Point annotation data
━━━━━━━━━━━━━━━━━━━━
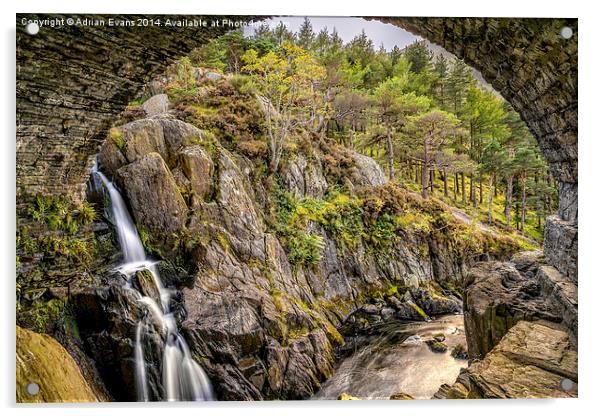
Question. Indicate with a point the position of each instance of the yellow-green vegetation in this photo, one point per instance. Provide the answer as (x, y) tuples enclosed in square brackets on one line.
[(61, 222), (225, 109), (346, 396), (382, 216), (534, 221), (43, 361), (419, 310), (117, 138)]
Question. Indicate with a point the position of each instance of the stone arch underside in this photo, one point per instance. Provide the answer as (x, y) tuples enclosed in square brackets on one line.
[(73, 81)]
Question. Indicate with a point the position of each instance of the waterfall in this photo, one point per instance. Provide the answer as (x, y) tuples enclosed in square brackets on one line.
[(183, 379)]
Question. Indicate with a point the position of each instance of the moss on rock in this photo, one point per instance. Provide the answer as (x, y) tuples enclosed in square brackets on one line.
[(42, 361)]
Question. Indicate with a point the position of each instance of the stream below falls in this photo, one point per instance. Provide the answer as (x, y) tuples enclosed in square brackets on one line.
[(395, 358)]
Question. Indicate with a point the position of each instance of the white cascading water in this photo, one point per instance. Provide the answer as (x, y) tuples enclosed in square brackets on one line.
[(183, 379)]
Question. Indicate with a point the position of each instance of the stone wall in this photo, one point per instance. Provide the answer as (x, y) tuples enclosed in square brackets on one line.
[(535, 69), (71, 82)]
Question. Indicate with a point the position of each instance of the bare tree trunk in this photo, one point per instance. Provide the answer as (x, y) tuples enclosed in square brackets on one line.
[(524, 200), (445, 192), (425, 172), (432, 180), (473, 191), (508, 202), (417, 179), (490, 216), (463, 188), (456, 187), (390, 156)]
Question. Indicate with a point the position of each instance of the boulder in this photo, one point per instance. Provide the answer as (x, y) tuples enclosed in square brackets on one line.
[(198, 168), (370, 172), (497, 298), (156, 105), (561, 246), (499, 295), (401, 396), (154, 197), (304, 178), (46, 372), (532, 360)]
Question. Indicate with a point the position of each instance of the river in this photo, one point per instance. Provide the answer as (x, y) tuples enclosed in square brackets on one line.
[(395, 358)]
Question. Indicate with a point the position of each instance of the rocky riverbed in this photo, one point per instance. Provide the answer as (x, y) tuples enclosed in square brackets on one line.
[(396, 358)]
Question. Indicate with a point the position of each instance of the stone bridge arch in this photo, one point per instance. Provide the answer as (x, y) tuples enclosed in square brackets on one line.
[(72, 81)]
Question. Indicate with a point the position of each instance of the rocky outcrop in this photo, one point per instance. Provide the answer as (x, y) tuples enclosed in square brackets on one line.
[(46, 372), (156, 105), (521, 328), (67, 102), (371, 174), (561, 246), (153, 194), (499, 295), (259, 328), (533, 360)]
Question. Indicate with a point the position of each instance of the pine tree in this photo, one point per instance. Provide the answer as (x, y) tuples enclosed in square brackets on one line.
[(306, 35)]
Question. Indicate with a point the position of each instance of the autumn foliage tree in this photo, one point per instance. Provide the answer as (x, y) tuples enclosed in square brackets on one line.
[(287, 82)]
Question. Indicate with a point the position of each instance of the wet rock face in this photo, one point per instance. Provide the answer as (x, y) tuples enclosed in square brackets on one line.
[(499, 295), (42, 361), (259, 329), (154, 196), (561, 246), (535, 69), (66, 102), (533, 360), (58, 131)]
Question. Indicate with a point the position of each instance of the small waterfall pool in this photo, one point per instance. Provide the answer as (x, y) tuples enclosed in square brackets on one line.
[(395, 358), (182, 378)]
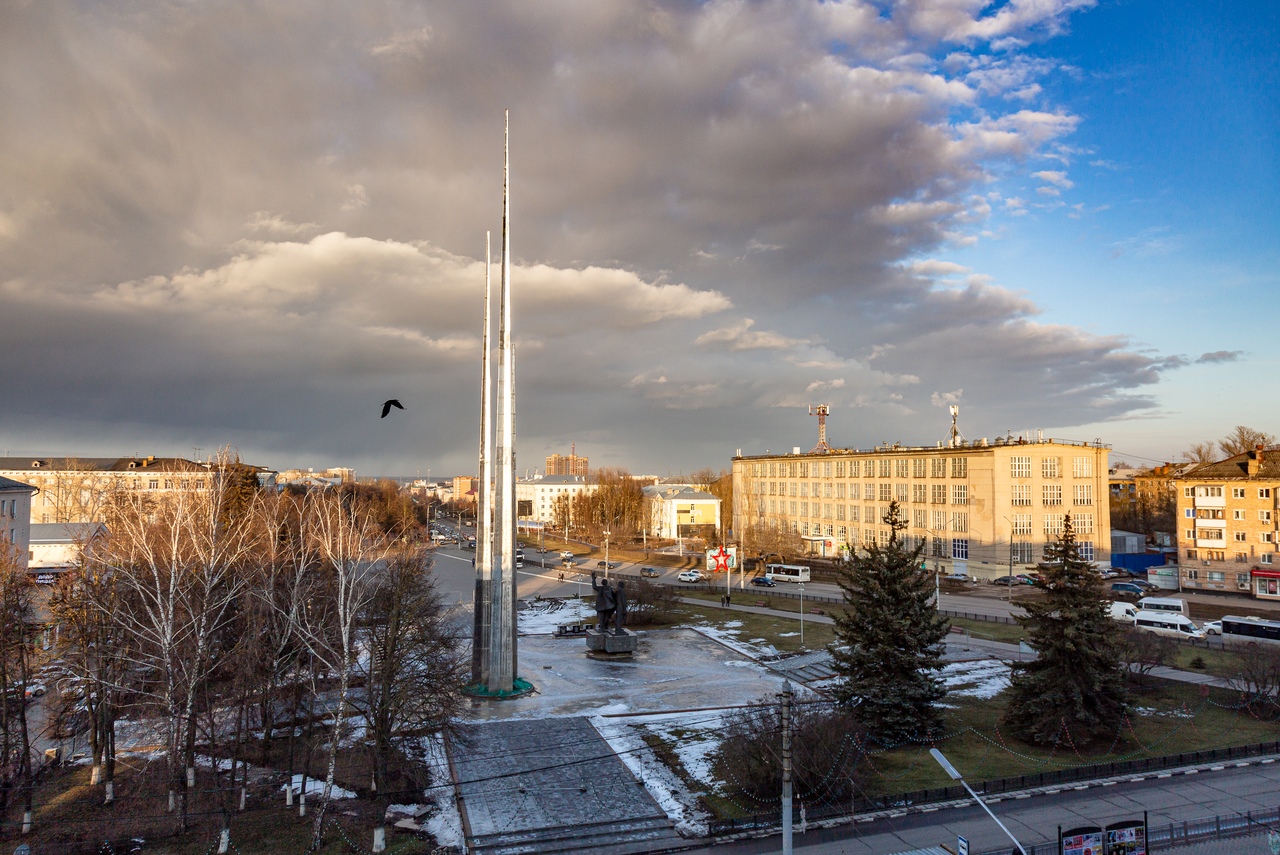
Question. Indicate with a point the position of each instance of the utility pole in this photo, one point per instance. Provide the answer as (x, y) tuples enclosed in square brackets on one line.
[(786, 767)]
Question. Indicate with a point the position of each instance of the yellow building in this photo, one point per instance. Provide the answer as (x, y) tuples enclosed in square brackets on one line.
[(981, 506), (1228, 516)]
━━━━━━━━━━━━━━━━━━━━
- What you have to do: Reproduce every one of the records above word for word, leaving out the pictures.

- The response:
Question. Indicate with a point the position of each instance of the yellow-green vegetation in this photo, one point per instance. Provide the answer as (x, y) tuples enclosed in square brackets on one line.
[(61, 222), (225, 109), (346, 396), (382, 216), (534, 221), (43, 361), (419, 310), (117, 138)]
Question. Indicate with a point the position of each instance of the stone arch underside in this photo, one point per instance. Provide the answer as (x, y) tuples enclosed in square brackets on one line.
[(73, 81)]
Question. Indicate with a point the position of each instance of the waterfall in this photo, one point per instance. Provide the answer as (x, y) tuples enclosed in square brackets on one line.
[(183, 379)]
Question. Indicate with a point the position of each instance of the moss on rock in this photo, one point per instance. Provide the answer as (x, y) tuples enclosed in square brackets on one line.
[(42, 361)]
Question. Indicate with a point the position of each instance of the stream below falls in this photo, one point per instance. Provide the answer as (x, y) tuples enclosed in square brackets on one line.
[(395, 358)]
Question. Indicate with a point the position of each instance of the white cascading water in this photo, one point per instance. Provide the answer as (x, y) tuples enclosed in square brackets on one line.
[(183, 379)]
Question. Indicate with a point the position of each instance of the stone wall in this photo, one point per instance. Provide the answer as (x, y) tuples enclosed in square brackets on one line.
[(535, 69), (71, 82)]
Question. Indicate with a point the position of each instance of the bare tree trunk in this photo, one point per instance. Provide the answer as (x, y) tuples enclosed in square brackets on one line.
[(524, 200), (445, 192), (425, 172), (432, 180), (473, 191), (508, 202), (417, 179), (490, 216), (463, 188), (456, 187), (390, 156)]
Question. Indicate with a point the position of each instance of the boulder in this photo, one point per instance. Provide the answer as (x, y) tuples enclosed in square brackets on one line.
[(198, 168), (370, 172), (497, 298), (156, 105), (561, 246), (499, 295), (401, 396), (154, 197), (304, 178), (46, 372), (532, 360)]
Question. Indicate with a point the position of each instance of the river in this photo, one point per instance. Provide the answer as (x, y) tuples enclosed in square brackets on one line.
[(395, 358)]
Question. Indicate with a point the position of each instance of the rocky riverbed in this photo, one point per instance. Provide the answer as (x, y) tuples enclosed in square brackets on one line.
[(396, 358)]
Question. Indicate with a point the position of each instance of the stone bridge arch in this photo, one point per instance. Provide the answer as (x, y) tuples enclosed in square brackets on one line.
[(72, 81)]
Question. Indicate with a point the position of each instance of the rocky outcrop in this photo, one point per instance. Provide the answer as (x, y) tuples enclosed in square brackets on one line.
[(46, 372), (156, 105), (521, 328), (67, 102), (371, 174), (561, 246), (153, 194), (499, 295), (259, 328), (533, 360)]
Question. Indicate with a point the position of each instance of the pine tree in this photo, one point per instance. Provide the answer as (x, y) tuples enclosed in square brackets on one line.
[(306, 35)]
Question. Indicate with a point the position of each instance of the autumn foliage tree in this photo, one point per instance. Provide the answer as (x, y) tuples enclosed in square brackets on one line.
[(287, 82)]
Question. Indicate with a point the position of each instance of the wet rock face in this photo, one point per instance. Provide the answer as (x, y) tuples enclosed in square brackets on one line.
[(499, 295), (42, 361), (259, 329), (154, 196), (561, 246), (535, 69), (66, 102), (533, 360), (58, 131)]
Question. Indicate with a point the position of each instance of the small waterfall pool in this photo, one point per instance. Provide the answer as (x, y) tuples enclosed in square brackets on one line.
[(395, 358), (182, 378)]
Question. Indicate with a point the position of each instance of the utility pole in this photo, one point per instance. Provide the answer as (x, y) tuples enclosed in square brackets on one line.
[(786, 767)]
Question. Indicate with a point the position of each instance of the yellow building in this photo, one point per instance. Provide the answer as (x, y) tuples enclosed in square brackets on one line.
[(981, 506), (1228, 516)]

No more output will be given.